═══ Supplied data ═══
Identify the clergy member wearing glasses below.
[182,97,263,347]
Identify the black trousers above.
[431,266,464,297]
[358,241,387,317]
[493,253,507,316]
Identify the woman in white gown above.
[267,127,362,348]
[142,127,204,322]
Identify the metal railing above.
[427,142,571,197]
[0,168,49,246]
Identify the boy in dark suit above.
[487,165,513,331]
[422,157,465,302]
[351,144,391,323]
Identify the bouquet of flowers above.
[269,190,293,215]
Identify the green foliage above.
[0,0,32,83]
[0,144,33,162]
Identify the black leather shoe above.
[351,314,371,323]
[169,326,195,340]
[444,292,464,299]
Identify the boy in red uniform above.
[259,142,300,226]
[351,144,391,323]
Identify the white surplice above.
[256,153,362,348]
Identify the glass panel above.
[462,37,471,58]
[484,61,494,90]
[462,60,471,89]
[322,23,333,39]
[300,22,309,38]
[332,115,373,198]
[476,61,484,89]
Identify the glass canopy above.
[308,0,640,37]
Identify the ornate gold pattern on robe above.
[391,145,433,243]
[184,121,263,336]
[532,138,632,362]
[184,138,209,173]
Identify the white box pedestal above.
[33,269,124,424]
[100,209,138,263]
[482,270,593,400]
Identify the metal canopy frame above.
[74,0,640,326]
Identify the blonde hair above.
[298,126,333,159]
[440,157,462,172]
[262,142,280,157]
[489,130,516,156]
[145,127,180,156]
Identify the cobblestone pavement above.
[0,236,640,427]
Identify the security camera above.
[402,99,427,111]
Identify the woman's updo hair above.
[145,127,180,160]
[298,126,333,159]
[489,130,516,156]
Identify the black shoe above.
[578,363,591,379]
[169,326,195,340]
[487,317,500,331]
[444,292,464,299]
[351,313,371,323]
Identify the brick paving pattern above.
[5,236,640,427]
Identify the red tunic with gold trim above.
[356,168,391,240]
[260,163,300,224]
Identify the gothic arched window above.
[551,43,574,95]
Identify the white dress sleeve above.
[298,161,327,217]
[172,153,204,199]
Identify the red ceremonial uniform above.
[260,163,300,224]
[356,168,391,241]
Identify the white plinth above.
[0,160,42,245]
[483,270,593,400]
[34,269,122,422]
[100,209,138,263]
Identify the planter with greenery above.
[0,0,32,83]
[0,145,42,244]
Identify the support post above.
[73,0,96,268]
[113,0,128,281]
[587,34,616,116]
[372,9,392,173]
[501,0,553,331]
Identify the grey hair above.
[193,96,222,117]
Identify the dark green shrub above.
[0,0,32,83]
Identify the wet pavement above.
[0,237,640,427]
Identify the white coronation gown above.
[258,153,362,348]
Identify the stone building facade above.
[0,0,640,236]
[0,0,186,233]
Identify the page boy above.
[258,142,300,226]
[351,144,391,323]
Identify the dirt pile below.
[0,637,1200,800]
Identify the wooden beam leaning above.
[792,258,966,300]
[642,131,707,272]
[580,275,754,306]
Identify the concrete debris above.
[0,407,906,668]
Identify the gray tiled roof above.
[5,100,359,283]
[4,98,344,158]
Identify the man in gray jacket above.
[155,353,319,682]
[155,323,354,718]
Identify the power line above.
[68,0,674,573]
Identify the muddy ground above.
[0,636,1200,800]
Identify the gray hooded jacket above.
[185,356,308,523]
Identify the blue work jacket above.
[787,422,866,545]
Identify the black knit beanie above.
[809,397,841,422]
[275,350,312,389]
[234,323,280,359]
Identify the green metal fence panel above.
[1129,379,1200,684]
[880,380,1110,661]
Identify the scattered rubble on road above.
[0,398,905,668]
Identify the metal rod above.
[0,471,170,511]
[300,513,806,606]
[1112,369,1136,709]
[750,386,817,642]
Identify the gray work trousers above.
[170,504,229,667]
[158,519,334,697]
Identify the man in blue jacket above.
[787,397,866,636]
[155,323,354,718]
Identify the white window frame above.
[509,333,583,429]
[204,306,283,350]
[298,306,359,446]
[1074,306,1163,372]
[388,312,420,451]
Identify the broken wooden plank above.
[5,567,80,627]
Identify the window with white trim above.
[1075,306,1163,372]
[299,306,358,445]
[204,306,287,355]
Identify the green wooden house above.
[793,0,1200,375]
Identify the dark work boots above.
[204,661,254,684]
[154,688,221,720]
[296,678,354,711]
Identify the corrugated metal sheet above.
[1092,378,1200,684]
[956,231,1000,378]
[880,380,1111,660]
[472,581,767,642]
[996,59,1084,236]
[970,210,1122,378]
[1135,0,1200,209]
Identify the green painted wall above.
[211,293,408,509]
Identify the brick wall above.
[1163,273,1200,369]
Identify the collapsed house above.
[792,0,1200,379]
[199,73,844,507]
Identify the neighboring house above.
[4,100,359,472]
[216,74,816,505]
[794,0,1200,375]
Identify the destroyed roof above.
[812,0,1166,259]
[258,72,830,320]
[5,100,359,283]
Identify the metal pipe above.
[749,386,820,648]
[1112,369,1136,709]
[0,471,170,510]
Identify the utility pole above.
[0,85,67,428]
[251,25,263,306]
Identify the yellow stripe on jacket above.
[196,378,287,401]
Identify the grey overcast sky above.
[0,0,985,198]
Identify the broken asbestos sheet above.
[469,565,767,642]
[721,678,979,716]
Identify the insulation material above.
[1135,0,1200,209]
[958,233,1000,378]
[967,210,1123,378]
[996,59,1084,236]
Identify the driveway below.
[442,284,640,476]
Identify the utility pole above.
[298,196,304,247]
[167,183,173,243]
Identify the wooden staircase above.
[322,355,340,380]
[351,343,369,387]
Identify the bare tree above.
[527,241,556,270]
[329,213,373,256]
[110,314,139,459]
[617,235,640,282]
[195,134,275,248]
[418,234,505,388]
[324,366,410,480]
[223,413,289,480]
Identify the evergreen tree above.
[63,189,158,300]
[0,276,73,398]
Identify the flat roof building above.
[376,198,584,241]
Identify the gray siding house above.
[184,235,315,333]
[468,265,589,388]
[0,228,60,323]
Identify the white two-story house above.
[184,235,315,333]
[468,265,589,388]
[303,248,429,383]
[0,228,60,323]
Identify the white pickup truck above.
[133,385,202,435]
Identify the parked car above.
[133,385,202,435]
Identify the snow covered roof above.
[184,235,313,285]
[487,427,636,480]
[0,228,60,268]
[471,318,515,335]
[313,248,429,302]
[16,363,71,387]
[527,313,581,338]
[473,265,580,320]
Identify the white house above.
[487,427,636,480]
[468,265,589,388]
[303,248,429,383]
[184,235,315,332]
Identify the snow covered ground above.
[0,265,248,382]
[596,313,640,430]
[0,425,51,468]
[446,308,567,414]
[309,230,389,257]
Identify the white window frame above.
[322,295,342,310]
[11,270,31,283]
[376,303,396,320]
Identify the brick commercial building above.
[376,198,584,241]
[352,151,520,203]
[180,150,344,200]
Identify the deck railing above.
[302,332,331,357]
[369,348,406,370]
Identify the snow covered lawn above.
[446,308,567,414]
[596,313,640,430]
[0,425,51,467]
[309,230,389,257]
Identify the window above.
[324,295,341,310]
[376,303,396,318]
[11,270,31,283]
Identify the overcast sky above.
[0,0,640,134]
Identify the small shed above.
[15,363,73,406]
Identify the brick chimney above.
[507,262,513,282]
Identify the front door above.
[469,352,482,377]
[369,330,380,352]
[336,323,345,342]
═══
═══ Supplied data ═══
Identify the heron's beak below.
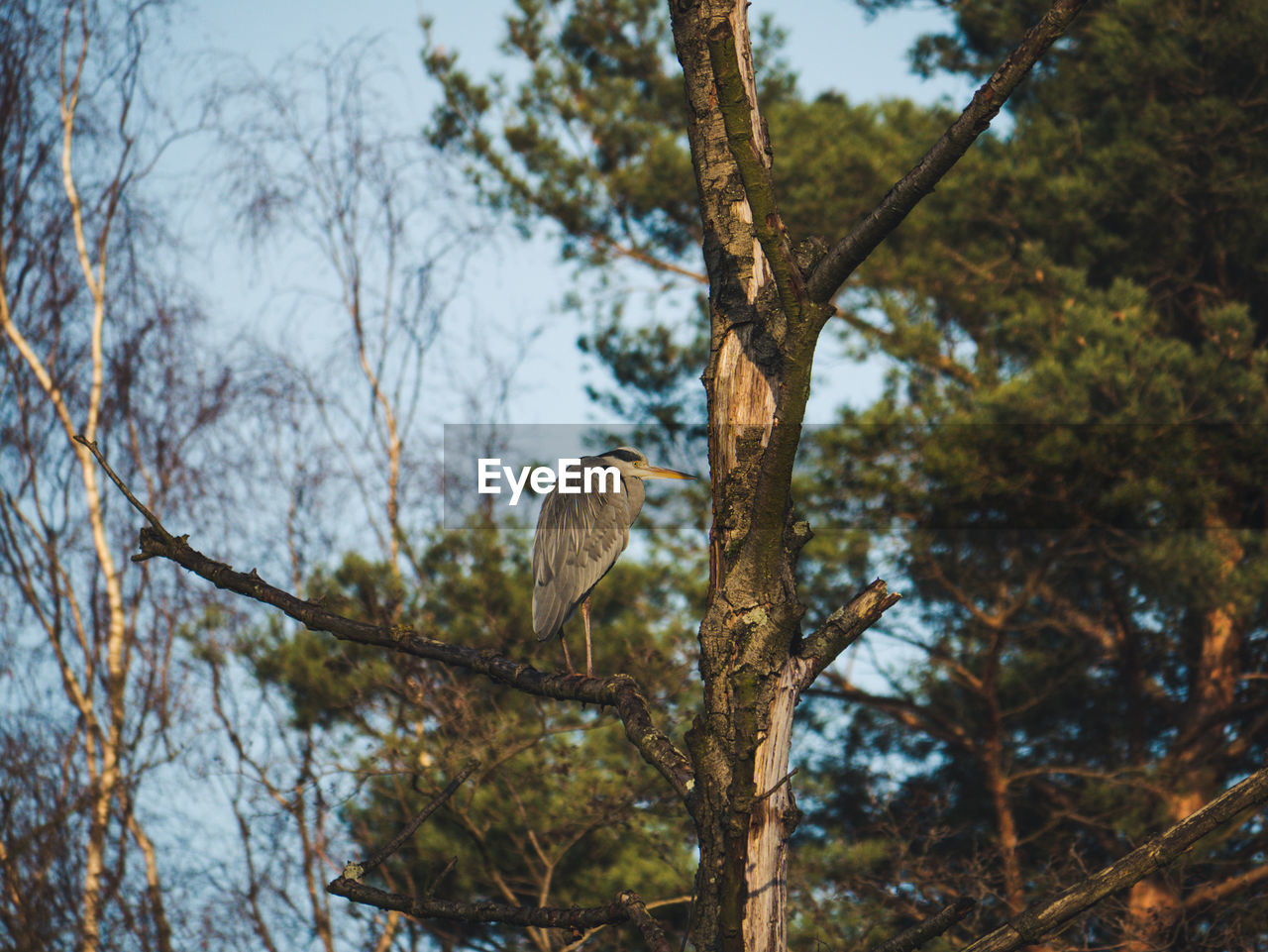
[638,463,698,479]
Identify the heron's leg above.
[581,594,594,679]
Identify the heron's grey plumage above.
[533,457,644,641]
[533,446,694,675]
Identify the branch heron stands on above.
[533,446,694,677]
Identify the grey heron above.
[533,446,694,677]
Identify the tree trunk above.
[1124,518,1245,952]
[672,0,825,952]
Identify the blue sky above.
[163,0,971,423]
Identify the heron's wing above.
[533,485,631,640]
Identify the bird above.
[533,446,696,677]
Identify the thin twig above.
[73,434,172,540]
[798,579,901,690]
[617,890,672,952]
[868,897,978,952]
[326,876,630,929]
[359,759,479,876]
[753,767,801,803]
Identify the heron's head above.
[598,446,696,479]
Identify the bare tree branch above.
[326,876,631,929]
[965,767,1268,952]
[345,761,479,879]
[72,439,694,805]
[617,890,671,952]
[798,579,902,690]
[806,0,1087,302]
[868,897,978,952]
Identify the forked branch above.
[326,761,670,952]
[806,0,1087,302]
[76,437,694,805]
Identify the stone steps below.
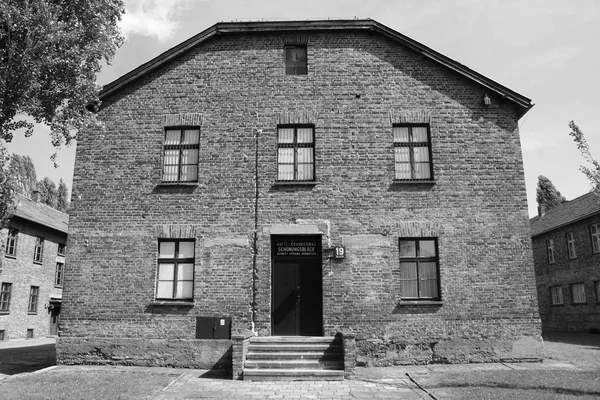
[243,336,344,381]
═══
═══ Supplied data ═══
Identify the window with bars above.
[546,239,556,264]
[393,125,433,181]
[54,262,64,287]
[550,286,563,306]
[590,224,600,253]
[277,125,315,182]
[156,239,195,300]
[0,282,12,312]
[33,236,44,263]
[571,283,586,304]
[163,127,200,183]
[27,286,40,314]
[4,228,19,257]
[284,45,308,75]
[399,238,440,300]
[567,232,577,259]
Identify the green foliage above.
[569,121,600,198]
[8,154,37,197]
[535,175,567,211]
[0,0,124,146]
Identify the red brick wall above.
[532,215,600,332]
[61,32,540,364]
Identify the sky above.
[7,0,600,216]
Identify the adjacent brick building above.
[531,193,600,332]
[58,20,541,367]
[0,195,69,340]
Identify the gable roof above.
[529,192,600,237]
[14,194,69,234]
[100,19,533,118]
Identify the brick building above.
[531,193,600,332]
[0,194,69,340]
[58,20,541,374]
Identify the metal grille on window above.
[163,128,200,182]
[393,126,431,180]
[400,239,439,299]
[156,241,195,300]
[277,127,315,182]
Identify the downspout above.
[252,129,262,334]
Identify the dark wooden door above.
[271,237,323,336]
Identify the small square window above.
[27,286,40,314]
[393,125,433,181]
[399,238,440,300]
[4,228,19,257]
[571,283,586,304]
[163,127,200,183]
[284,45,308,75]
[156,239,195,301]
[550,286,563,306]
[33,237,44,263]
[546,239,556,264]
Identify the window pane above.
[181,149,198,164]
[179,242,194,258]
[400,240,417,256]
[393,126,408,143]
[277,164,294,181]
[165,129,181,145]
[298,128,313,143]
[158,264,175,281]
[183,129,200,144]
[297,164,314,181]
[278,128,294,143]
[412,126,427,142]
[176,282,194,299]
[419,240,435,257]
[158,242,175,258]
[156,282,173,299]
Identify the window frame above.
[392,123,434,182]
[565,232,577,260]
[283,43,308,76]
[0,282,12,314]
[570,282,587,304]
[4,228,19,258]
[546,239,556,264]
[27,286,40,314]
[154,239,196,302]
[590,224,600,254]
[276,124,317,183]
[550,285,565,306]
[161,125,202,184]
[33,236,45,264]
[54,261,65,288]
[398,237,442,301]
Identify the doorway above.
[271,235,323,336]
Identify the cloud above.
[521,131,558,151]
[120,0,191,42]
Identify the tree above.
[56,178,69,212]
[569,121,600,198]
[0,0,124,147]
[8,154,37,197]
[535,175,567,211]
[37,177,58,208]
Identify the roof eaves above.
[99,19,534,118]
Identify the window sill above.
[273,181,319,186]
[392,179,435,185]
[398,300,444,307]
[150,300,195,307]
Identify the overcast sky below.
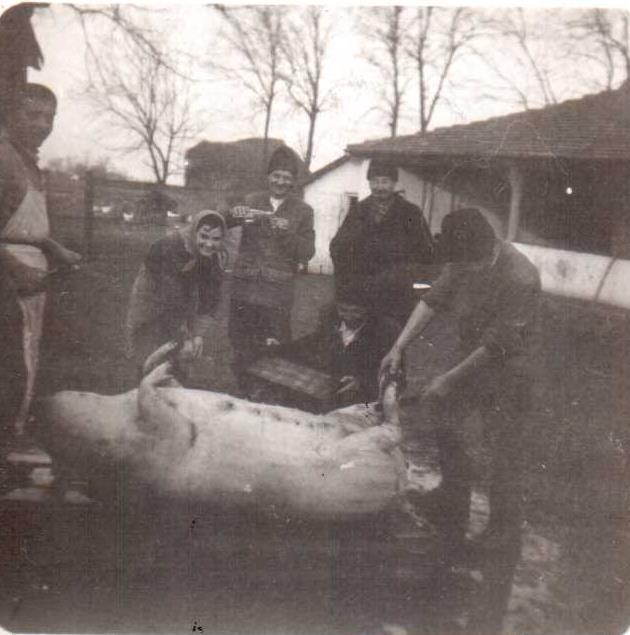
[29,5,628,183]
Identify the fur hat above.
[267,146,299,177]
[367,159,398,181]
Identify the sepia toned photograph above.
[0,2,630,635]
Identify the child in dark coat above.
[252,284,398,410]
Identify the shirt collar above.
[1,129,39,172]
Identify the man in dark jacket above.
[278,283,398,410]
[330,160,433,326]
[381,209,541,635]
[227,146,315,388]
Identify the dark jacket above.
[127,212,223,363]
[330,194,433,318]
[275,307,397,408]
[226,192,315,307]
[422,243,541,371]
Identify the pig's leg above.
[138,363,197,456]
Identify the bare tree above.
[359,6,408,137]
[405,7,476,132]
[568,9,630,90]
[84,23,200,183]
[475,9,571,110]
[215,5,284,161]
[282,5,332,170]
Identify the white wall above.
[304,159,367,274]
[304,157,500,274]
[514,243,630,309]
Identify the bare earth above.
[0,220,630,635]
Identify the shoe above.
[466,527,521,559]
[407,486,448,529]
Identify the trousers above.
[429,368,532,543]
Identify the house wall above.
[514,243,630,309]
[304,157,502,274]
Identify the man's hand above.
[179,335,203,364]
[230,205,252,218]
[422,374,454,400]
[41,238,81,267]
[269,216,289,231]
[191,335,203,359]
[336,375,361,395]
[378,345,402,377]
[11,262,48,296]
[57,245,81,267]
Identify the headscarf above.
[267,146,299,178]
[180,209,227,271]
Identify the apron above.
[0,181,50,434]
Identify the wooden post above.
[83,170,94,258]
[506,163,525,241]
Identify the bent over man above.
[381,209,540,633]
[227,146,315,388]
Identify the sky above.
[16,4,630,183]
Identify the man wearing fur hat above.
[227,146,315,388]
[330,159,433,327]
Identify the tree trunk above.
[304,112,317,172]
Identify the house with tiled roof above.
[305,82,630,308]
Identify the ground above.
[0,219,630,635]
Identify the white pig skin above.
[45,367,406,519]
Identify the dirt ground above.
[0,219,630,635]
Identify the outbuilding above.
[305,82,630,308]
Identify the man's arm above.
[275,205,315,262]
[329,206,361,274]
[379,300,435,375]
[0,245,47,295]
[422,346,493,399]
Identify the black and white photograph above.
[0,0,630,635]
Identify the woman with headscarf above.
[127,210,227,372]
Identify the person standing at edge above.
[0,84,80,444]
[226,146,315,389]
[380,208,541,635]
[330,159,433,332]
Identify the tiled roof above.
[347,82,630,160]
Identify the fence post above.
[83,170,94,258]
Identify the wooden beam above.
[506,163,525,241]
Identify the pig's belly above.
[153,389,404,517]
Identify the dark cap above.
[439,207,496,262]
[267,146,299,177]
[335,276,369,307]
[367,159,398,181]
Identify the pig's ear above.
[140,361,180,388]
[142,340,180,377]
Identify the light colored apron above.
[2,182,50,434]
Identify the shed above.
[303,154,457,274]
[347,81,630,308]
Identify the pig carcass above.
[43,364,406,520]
═══
▶ [Short problem] Find every line in the records above that contains the word "post" and copy each of those lines. Letter case counts.

▶ [Completed task]
Identify the support post above.
Identify the wooden post above.
Identify the fence post above.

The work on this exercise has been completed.